┌─ Materials provided

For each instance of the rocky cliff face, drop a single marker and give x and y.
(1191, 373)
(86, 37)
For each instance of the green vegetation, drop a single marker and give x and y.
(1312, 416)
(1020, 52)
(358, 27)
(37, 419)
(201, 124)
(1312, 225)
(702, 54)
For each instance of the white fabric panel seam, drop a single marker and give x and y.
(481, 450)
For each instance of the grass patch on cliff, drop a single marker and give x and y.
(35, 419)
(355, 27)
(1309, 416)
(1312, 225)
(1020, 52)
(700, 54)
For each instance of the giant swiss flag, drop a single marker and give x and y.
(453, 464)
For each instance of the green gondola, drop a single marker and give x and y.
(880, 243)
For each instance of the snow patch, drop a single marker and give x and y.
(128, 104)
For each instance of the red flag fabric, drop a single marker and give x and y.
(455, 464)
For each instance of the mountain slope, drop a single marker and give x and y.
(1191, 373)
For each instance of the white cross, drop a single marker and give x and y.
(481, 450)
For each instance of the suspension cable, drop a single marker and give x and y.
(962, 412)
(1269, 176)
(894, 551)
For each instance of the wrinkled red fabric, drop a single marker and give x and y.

└─
┌─ Materials provided

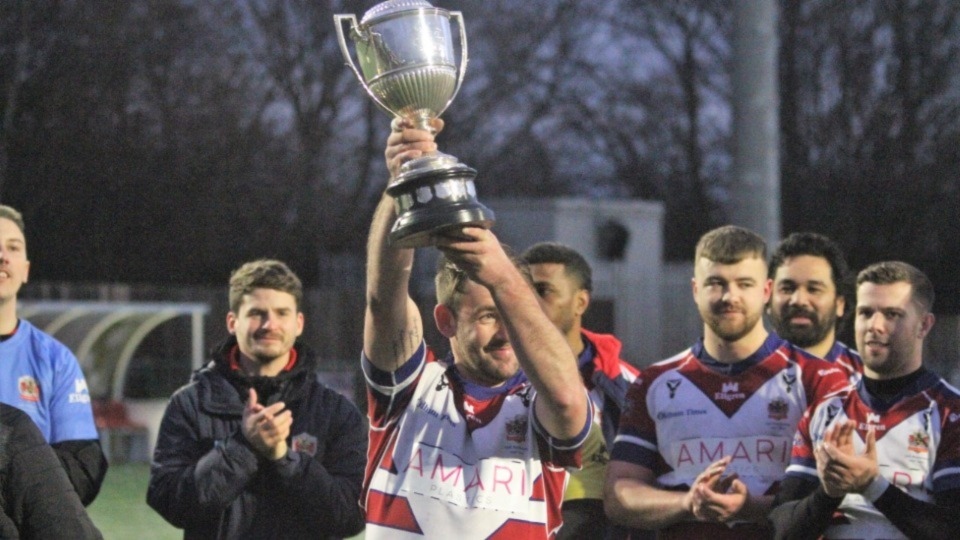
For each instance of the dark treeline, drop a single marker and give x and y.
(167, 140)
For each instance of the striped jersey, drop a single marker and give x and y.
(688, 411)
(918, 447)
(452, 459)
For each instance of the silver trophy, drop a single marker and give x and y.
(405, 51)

└─
┌─ Materials provided

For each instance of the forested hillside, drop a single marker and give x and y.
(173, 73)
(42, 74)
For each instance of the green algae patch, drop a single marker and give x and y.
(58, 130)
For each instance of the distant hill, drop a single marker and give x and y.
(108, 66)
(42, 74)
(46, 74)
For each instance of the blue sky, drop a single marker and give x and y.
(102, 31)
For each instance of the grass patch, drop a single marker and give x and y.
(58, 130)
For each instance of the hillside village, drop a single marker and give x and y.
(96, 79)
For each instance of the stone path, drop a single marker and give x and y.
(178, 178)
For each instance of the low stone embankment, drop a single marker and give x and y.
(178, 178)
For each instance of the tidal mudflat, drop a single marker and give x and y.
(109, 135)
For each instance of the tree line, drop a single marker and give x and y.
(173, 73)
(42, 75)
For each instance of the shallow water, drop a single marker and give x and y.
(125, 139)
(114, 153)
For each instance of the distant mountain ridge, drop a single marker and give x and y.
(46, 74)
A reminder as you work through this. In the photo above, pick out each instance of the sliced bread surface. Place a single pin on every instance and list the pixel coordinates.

└─

Problem description.
Reproduce verbatim the data beginning at the line that contains "For each instance of the blue" and ending after the line that contains "A reminder as", including both of those lines.

The reply.
For each instance of the blue sky, drop a single marker and give x and y.
(102, 31)
For each instance of the grass patch, drop a single marker and give x and y.
(58, 130)
For each instance of the hillside village, drop a single marker and give x and y.
(96, 79)
For each instance of the stone path, drop a single marker and give x and y.
(178, 178)
For each instance of the low stone embankment, drop a single marker and give x and y.
(178, 178)
For each instance of the tidal mudflat, drop a single marker and give x and y.
(109, 135)
For each instance of the tree line, drop a single marker and give x and y.
(173, 73)
(42, 75)
For each instance of the shallow water, drop a single marker and give x and y.
(125, 139)
(114, 153)
For each instance of the distant mountain ridge, drop a single marker and give x and y.
(46, 74)
A reminder as you work through this. In the photo above, pick out each instance of the sliced bread surface. Place a single pin on every instance and list the pixel coordinates.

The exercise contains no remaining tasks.